The first manned mission to Mars could depart as early as four years from now - with a launch date pencilled in for Christmas 2017.

The first manned mission to Mars could depart as early as four years from now - with a launch date pencilled in for Christmas 2017.

It sounds like science fiction, but Dennis Tito’s Inspiration Mars foundation believes that the alignment of the planets makes it essential to launch in late 2017 or early 2018, so that the 314-million mile journey takes a mere 501 days.

To make things cosier for the space pioneers, Tito is looking for one male and one female astronaut to inhabit the tiny capsule that will orbit Mars, then return.

Billionaire Tito,  the first space tourist who funded his own trip to the Space Station in 2001, said this week that his Inspiration Mars foundation aimed to “send a spacecraft in late 2017 or early 2018 bearing two astronauts, a man and woman, to the far side of Mars and return them to Earth.”

The rockets and systems to be used are already in testing, Tito says. A NASA heavy rocket will hurl the astronauts into orbit (if NASA agrees), and then a small module will carry the astronauts 314 million miles to Mars.

Material:
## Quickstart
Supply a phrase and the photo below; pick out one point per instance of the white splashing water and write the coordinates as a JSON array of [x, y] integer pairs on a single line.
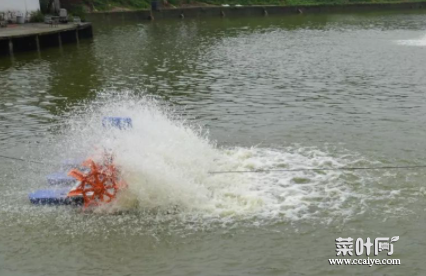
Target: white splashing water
[[166, 163]]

Short exercise: Carry on the article above about the planned crewed flight to Mars, starting after its last sentence.

Result of this exercise:
“In recent years, the most notable movements of American spacecraft have been powered by trucks and barges in the direction of museums, as if all we can afford and aspire to is a careful preservation of past glories,” Tito said this week. “The United States will carry out a Mars flyby mission, or we will watch as others do it.”

Another “window” for the mission would be 2021, Tito says, but the journey would take 588 days, not 501. Tito believes that Russia’s Energia heavy rocket revival is a “clear signal” that Russia intends to launch in 2021, and that China “is also developing suitable capabilities.”

In 2023, Mars One aims to land two astronauts on Mars - chosen from 200,000 volunteers in an ambitious reality show that aims to raise $6 billion dollars.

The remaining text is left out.